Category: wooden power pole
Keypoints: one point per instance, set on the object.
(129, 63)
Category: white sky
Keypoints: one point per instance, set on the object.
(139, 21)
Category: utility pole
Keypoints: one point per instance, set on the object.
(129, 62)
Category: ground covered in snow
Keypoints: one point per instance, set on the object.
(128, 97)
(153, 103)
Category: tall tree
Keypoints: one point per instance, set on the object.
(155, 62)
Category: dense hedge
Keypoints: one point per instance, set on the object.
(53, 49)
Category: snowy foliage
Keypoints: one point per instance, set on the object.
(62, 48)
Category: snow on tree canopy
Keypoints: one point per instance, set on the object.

============================================================

YOUR ASSIGNMENT: Exact reproduction of every entry is needed.

OUTPUT OF THE EXERCISE:
Category: wooden power pole
Keypoints: one point per instance, set on the object.
(129, 63)
Category: white sky
Keypoints: one point per instance, set on the object.
(139, 21)
Category: utility pole
Keypoints: one point per instance, set on the object.
(129, 62)
Category: ground covered in snow
Keypoints: one point per instance, set on the object.
(128, 97)
(153, 103)
Category: tall tree
Keypoints: one point per instance, set on the object.
(155, 62)
Category: dense hedge
Keypoints: one point per instance, set on the object.
(53, 49)
Category: snowy foliage
Keypoints: one point per instance, set on the object.
(62, 48)
Category: snow on tree canopy
Keypoints: one point per instance, set on the object.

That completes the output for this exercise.